- **Written instruction**: Extract the final stretch of the data: the line that contains "the eyeglasses, listing" and every line after it, unaltered, and no other lines.

◆ ◆ ◆

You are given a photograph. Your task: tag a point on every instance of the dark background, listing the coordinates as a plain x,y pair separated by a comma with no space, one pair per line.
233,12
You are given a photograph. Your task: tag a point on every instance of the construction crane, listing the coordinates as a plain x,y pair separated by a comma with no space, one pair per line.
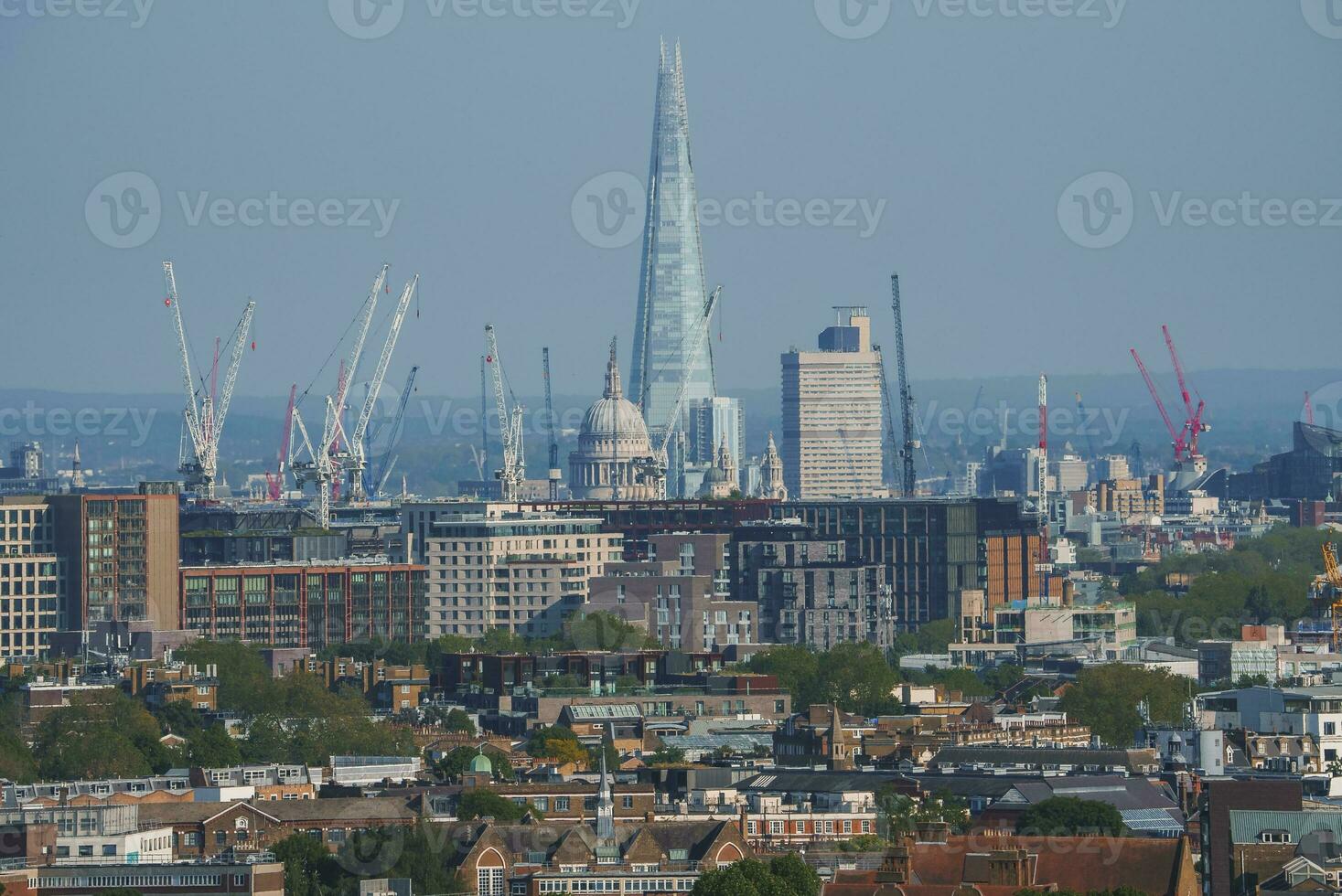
553,473
387,463
906,397
204,420
701,336
1193,425
275,480
1177,437
483,460
353,459
1329,592
511,473
888,413
312,464
1082,421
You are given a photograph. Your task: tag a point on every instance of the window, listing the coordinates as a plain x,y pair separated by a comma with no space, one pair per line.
488,881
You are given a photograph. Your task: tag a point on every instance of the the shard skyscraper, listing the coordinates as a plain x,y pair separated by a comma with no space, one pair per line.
671,284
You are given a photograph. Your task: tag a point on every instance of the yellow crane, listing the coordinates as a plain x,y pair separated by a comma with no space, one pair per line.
1334,576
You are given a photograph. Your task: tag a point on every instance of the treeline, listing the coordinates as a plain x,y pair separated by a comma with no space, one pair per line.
1259,581
599,631
106,734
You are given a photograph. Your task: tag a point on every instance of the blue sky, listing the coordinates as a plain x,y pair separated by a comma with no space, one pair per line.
982,151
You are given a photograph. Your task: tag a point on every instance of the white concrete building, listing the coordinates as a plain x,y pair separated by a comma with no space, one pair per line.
521,571
832,413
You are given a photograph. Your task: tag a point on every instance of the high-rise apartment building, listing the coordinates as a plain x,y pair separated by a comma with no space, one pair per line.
517,571
121,557
671,281
31,577
312,603
832,413
712,422
808,589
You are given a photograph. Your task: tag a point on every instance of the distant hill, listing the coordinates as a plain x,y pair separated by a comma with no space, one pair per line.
125,437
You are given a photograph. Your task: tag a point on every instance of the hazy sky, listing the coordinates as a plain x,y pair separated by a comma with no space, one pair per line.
939,137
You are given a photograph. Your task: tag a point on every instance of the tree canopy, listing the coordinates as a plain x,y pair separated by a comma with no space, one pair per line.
1071,817
1106,697
787,875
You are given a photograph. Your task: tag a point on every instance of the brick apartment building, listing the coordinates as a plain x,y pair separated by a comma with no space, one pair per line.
309,605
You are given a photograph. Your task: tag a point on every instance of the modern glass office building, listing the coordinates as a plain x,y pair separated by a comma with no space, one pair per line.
671,283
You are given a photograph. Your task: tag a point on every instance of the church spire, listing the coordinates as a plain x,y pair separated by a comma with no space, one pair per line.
612,375
604,803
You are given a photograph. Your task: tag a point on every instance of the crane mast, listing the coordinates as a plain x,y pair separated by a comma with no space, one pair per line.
355,459
1176,437
206,422
318,465
701,336
1193,425
388,463
511,474
906,399
553,474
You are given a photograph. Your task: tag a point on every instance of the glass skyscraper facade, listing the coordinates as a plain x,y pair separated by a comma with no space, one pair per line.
671,283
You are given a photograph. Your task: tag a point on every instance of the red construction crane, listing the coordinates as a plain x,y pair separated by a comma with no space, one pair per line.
1193,425
275,480
1176,437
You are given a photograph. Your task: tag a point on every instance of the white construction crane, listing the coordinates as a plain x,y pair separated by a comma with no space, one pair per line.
352,456
204,420
664,432
513,473
316,463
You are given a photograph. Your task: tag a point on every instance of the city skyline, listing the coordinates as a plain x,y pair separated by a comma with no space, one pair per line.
309,278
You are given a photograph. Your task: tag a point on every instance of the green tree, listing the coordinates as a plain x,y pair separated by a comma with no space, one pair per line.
556,742
796,668
933,637
1071,817
792,870
782,876
856,677
244,682
212,749
309,867
482,803
1106,697
424,853
16,763
666,757
459,720
101,734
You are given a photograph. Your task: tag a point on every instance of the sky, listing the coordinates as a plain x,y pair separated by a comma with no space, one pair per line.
1052,180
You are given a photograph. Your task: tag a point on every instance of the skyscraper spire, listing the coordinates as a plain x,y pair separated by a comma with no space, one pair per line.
672,290
612,375
604,803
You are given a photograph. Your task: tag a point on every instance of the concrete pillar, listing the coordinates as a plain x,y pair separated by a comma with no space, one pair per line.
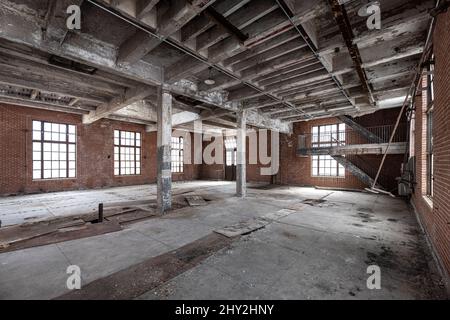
164,116
241,167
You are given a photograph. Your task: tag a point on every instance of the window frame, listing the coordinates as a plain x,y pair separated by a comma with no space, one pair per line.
429,131
230,151
137,156
177,166
318,161
42,141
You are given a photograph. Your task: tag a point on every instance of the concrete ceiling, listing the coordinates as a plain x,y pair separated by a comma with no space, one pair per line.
286,61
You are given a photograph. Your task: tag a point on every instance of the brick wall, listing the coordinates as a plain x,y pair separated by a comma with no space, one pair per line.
296,170
95,153
217,171
436,219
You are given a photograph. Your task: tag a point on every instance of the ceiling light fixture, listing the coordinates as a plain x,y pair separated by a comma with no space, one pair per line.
210,81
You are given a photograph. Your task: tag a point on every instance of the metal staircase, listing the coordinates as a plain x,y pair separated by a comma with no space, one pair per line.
359,141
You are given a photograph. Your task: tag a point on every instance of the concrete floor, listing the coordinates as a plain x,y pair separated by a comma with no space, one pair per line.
319,251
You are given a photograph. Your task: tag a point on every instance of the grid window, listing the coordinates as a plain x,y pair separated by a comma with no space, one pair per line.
231,151
54,150
127,153
326,166
177,152
322,137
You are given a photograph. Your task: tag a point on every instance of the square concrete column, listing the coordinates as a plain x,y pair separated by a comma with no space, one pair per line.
164,117
241,167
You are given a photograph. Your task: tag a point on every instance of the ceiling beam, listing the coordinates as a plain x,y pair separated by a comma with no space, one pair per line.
131,95
179,13
342,20
25,28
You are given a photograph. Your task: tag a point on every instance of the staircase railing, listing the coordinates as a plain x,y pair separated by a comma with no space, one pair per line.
350,137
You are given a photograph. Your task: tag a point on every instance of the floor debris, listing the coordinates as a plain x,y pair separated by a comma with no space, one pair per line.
195,201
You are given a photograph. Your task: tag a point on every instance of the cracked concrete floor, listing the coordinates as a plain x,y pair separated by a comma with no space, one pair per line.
320,250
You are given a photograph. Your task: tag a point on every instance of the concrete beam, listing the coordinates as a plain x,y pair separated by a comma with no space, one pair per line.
24,27
179,13
131,96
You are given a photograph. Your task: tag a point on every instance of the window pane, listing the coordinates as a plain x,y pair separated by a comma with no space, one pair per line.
37,125
36,174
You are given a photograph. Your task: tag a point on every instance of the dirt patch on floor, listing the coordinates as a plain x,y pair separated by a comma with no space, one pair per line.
136,280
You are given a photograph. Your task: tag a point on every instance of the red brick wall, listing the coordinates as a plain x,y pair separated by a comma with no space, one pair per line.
217,171
95,153
296,170
437,220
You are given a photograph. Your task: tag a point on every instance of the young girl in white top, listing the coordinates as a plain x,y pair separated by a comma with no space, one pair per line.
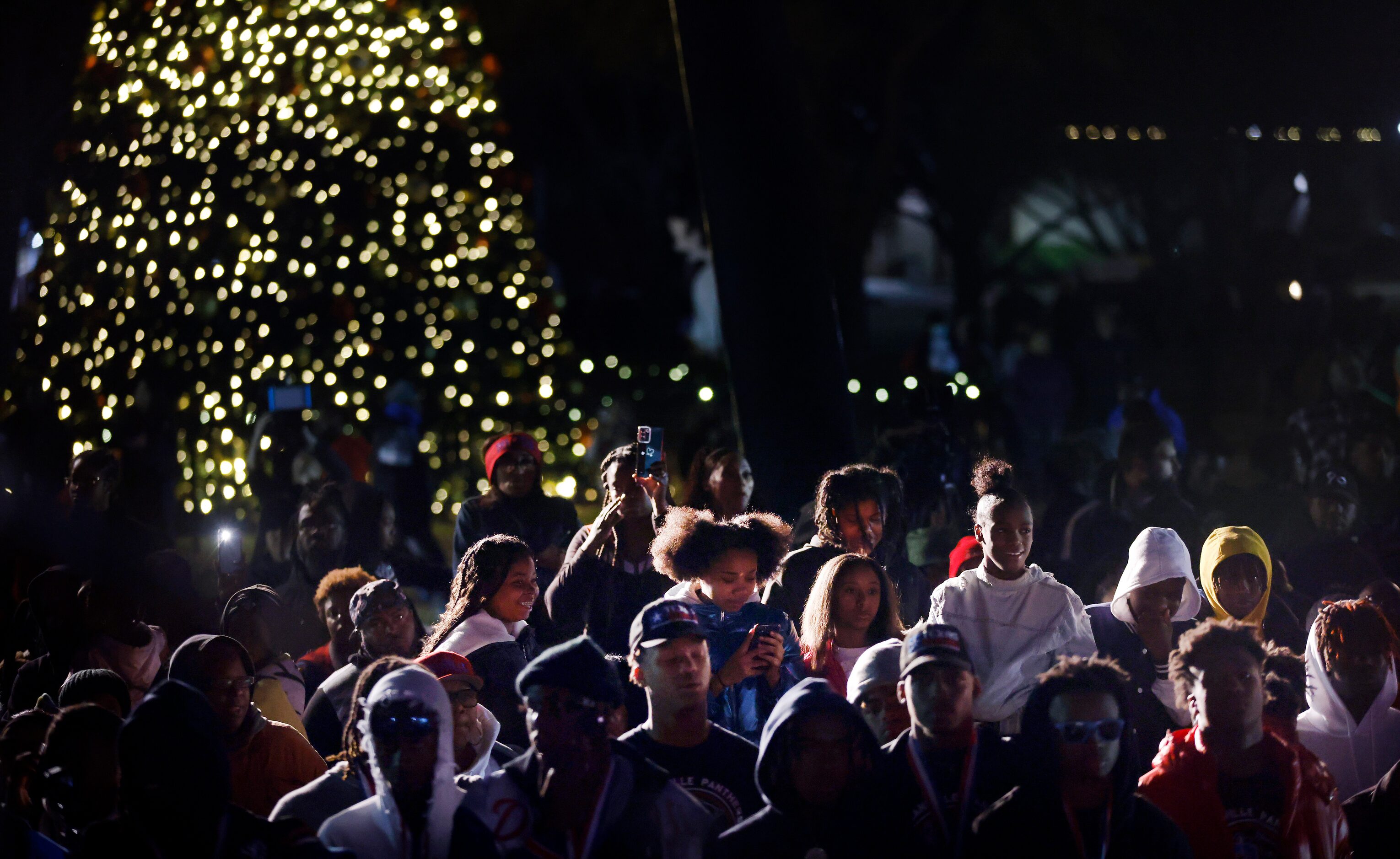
1016,619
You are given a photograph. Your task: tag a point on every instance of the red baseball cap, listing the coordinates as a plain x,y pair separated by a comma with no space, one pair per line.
446,665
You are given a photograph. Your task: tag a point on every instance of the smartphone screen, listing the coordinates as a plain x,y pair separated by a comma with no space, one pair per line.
289,398
649,448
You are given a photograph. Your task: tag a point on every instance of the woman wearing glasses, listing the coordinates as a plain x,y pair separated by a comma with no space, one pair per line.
1078,800
266,759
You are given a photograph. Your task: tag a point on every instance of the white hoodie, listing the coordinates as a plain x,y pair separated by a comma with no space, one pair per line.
1356,755
478,631
1156,556
1014,631
373,829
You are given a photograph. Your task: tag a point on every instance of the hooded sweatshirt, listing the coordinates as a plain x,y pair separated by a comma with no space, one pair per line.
499,654
1014,631
785,829
745,706
1157,554
1356,755
266,759
373,827
1272,616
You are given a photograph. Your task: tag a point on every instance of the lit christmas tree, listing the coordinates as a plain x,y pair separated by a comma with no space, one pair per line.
295,192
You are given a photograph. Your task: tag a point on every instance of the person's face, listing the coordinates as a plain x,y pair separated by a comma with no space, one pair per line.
731,580
731,486
857,599
230,692
565,726
516,598
388,526
1228,692
862,525
677,673
405,741
940,697
621,483
1332,515
1158,601
1358,676
321,532
89,487
883,710
516,473
335,609
390,633
250,628
822,759
1007,536
468,726
1095,757
1239,584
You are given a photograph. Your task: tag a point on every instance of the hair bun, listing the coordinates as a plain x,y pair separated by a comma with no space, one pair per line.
992,478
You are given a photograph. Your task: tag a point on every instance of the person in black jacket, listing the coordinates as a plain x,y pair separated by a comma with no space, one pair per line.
852,510
815,767
608,577
944,771
1078,798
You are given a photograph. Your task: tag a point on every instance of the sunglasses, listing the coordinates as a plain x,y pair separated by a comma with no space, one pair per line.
233,685
402,726
1101,731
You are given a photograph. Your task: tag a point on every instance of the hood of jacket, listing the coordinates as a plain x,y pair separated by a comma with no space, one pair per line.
414,683
1156,556
685,594
1224,543
811,696
492,730
478,631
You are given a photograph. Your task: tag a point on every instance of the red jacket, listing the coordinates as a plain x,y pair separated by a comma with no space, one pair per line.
1184,784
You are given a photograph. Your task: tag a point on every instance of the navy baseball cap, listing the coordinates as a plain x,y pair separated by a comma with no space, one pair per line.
937,644
661,622
373,598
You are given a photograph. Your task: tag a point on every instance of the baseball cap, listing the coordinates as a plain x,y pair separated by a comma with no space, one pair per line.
661,622
937,644
1335,484
373,598
446,665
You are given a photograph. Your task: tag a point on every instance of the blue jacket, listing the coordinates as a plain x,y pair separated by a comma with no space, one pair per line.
745,707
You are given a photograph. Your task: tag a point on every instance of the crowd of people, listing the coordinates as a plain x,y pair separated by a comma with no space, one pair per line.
705,679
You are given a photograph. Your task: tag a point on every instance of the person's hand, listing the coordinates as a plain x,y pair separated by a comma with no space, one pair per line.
770,651
745,662
1156,631
609,517
657,484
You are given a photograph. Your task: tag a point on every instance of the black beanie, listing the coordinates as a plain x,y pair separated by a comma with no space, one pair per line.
577,665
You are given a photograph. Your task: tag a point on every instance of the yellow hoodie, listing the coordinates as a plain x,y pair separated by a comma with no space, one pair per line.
1235,541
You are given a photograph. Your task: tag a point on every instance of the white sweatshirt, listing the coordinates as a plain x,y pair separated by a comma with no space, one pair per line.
1356,755
1014,631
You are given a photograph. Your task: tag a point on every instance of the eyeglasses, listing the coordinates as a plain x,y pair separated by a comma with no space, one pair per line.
463,697
233,685
402,726
1101,731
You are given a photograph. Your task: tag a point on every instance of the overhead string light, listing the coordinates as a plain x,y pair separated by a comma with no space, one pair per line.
296,193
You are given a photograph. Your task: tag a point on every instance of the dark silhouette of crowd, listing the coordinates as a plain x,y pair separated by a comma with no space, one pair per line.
929,661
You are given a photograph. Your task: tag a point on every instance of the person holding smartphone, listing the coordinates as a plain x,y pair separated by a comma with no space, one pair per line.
719,567
608,573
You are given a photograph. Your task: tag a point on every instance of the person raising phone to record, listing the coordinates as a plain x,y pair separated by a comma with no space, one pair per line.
719,567
608,577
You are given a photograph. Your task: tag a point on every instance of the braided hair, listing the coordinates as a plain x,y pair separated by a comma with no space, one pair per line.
479,575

◆ ◆ ◆

- **Response to the task**:
You are given a photograph. Your task: tag a point on every instance of the eyeglasses, listing the coordinates as a plain x,y pair separated by a comma with no space, one pair per line.
463,697
233,685
402,726
1101,731
You are given a photograph. Your task: tag a point on every instance of the overhead string light, listing the coordinates as a plain x,y pair separated by a comma with no space, one pair per line.
296,193
You are given a photograph. Your task: tag a point on every instance of the dark silhouette of crowd, listing the coordinates as a plain x,y pair separated by a comma with no space, one pair per line.
929,661
You are given a photograph. Your task: tag a point on every instance of the person holding smartphone, listing the coordinates as a plain x,y pair separated by a comma with no space, one pair per line.
719,567
608,573
You are given a photograph. Your task: tag a point on every instance of the person raising phone to record, listing the coordinates as a plain x,y pair separated by a comma with no space, one pair per line.
719,567
608,577
You are given a photograph. Your task: tag a point on every instance of the braided hair, listing the coordinates as a plain x,y pair separated by a comma with no space, one pair per line.
479,575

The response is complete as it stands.